**Dataset content**
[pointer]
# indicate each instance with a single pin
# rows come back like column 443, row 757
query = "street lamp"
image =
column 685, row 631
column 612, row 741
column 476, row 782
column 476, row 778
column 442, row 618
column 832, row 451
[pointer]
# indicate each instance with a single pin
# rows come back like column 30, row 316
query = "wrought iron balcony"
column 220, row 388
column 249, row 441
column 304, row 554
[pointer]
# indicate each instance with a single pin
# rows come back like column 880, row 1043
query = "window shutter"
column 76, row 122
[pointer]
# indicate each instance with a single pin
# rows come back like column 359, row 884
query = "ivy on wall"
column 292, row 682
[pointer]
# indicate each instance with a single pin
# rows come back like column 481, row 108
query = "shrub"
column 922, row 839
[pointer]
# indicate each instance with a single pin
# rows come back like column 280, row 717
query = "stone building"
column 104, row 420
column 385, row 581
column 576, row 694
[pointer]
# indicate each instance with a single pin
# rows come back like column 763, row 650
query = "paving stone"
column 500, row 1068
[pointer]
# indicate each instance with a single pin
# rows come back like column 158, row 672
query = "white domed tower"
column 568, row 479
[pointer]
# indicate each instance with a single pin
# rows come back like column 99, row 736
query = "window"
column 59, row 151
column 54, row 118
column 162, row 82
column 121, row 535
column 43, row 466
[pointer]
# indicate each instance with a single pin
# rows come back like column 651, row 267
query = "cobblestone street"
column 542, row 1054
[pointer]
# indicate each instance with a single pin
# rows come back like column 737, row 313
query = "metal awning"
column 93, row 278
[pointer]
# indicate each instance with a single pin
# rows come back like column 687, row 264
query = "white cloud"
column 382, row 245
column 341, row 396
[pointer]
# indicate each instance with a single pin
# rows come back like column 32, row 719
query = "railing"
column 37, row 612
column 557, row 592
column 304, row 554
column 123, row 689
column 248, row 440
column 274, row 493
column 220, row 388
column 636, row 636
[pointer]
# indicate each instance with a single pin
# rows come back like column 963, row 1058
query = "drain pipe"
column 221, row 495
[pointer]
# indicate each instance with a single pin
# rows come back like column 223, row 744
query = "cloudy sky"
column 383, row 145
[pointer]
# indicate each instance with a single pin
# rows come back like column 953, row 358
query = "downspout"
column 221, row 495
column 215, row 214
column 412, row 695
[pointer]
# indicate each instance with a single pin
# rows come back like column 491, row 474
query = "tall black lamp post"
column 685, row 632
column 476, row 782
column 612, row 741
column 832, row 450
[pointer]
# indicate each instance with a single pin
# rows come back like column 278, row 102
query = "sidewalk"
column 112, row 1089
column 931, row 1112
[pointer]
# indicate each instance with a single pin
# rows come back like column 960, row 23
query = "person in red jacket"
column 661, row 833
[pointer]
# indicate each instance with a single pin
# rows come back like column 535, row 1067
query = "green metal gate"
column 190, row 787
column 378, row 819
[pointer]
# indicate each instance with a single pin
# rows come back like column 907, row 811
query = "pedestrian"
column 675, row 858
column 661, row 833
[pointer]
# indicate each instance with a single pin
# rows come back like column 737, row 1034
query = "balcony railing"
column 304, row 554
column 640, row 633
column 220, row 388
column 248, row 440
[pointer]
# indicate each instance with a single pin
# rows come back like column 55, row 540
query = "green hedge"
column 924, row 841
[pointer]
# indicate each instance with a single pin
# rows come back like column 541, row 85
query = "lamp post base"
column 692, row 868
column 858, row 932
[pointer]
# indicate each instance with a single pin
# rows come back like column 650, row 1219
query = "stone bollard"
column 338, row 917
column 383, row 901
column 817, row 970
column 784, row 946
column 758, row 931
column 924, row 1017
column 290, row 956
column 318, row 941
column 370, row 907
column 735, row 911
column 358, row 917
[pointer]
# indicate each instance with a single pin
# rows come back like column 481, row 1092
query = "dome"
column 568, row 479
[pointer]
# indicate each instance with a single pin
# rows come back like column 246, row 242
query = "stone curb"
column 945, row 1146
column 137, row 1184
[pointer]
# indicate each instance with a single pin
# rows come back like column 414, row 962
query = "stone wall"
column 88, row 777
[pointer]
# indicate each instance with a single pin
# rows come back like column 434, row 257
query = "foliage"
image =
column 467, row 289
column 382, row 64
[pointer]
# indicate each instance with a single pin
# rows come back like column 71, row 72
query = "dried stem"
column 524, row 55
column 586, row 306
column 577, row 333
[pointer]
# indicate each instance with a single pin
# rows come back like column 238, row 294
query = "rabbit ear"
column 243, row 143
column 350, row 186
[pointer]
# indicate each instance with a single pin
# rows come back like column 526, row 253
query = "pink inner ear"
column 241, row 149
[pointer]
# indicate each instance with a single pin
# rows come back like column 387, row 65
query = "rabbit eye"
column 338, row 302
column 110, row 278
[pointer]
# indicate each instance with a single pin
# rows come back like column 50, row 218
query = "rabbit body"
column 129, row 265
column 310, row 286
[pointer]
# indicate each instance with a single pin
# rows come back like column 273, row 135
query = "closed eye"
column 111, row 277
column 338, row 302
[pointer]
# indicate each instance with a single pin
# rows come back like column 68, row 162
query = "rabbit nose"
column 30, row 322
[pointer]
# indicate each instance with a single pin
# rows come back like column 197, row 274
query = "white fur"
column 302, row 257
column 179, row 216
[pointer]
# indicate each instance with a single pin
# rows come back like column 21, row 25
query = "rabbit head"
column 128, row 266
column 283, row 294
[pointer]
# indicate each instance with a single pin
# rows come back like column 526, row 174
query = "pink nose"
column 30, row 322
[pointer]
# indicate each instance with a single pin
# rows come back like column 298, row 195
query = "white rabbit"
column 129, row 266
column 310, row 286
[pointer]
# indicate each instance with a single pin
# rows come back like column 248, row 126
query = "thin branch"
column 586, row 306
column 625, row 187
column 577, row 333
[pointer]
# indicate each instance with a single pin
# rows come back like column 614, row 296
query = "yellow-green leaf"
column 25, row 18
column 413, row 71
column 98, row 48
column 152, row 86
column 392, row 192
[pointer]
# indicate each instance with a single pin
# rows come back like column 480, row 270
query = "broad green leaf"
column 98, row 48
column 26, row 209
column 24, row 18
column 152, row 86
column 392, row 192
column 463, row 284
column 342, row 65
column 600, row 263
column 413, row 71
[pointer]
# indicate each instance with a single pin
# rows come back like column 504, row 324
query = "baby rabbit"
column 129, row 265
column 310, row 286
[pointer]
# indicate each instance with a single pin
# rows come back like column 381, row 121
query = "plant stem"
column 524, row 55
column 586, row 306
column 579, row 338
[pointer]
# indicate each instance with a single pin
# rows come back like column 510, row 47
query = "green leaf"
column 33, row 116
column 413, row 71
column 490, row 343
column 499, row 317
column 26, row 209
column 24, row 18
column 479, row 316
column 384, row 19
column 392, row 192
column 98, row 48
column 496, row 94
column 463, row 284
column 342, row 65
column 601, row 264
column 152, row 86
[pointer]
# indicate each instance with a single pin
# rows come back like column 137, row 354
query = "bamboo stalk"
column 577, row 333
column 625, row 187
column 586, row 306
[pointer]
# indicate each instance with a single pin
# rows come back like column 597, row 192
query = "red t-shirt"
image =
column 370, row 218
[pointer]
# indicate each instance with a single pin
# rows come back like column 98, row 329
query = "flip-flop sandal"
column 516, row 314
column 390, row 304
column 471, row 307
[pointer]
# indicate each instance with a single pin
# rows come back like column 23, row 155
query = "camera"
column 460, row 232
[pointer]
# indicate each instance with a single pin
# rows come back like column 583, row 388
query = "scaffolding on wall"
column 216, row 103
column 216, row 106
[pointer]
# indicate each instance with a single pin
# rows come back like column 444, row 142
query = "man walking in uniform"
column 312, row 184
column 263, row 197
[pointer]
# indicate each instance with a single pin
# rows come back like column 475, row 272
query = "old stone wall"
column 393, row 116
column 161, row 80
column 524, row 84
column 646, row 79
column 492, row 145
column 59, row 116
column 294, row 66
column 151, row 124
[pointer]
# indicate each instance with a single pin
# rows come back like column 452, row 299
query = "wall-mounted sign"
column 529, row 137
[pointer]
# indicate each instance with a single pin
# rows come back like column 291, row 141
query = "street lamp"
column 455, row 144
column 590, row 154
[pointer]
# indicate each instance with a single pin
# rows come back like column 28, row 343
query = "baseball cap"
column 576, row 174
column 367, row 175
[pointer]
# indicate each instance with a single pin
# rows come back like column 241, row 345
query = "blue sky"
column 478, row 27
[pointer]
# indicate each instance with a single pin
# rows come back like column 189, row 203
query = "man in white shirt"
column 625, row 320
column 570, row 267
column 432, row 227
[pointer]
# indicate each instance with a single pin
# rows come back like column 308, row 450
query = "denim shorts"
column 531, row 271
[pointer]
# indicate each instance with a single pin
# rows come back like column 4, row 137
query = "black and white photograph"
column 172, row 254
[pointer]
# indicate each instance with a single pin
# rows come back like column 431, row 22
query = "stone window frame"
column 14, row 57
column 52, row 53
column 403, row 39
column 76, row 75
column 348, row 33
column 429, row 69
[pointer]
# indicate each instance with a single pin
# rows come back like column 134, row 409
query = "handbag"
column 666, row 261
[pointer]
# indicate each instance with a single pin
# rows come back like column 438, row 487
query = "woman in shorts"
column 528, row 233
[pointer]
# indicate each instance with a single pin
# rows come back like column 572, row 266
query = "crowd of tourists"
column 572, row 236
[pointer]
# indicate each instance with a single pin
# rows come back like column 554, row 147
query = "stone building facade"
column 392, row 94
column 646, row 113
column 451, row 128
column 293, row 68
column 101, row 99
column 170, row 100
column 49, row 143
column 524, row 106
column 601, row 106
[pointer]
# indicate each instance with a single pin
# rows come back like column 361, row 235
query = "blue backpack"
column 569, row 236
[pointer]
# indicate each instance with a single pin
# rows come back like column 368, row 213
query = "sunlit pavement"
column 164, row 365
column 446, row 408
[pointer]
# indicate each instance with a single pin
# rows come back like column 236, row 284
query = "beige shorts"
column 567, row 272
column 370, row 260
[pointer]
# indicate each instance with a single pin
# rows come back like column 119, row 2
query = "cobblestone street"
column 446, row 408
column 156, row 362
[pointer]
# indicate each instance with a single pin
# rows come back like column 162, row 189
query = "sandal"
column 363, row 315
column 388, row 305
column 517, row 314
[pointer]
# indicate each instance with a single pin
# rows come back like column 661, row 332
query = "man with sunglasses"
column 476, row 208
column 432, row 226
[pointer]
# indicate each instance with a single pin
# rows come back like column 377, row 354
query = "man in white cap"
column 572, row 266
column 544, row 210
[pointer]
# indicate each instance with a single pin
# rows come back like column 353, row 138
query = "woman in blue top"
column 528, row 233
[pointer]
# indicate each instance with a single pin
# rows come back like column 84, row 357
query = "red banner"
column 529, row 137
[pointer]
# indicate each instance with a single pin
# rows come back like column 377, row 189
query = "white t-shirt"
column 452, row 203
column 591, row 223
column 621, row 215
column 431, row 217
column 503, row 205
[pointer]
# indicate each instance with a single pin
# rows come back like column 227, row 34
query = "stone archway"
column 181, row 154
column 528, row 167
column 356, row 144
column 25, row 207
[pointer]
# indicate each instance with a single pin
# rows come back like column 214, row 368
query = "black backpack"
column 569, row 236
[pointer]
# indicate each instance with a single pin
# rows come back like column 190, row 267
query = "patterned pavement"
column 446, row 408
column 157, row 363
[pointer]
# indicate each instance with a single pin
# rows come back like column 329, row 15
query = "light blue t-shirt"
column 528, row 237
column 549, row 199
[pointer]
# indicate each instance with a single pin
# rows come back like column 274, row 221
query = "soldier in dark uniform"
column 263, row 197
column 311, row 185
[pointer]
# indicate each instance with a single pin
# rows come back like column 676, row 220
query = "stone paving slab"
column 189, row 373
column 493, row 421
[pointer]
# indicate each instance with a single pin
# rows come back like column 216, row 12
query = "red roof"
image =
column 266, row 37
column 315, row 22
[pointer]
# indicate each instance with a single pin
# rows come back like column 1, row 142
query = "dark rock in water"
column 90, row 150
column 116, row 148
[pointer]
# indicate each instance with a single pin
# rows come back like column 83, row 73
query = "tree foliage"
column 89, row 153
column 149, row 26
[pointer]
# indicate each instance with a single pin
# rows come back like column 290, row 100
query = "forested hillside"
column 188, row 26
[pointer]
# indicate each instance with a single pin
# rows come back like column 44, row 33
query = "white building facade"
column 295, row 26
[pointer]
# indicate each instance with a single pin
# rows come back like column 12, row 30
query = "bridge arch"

**Exercise**
Output every line starting at the beginning of the rows and ending at the line containing "column 292, row 682", both included, as a Markdown table with the columns Nr and Text. Leave out blank lines.

**Task solution**
| Nr | Text |
|---|---|
| 1 | [pointer] |
| 2 | # indicate each instance with a single pin |
| 3 | # rows come back like column 443, row 757 |
| 4 | query = "street lamp" |
| 5 | image = |
| 6 | column 685, row 631 |
| 7 | column 612, row 741 |
| 8 | column 476, row 782 |
| 9 | column 476, row 778 |
| 10 | column 442, row 618 |
| 11 | column 832, row 451 |
| 12 | [pointer] |
| 13 | # indicate each instance with a single pin |
| 14 | # rows come back like column 30, row 316 |
| 15 | query = "wrought iron balcony" |
| 16 | column 220, row 388 |
| 17 | column 249, row 441 |
| 18 | column 304, row 554 |
| 19 | [pointer] |
| 20 | # indicate each instance with a single pin |
| 21 | # rows come back like column 880, row 1043 |
| 22 | query = "window shutter" |
| 23 | column 76, row 122 |
| 24 | [pointer] |
| 25 | # indicate each instance with a single pin |
| 26 | # rows come back like column 359, row 884 |
| 27 | query = "ivy on wall" |
| 28 | column 292, row 682 |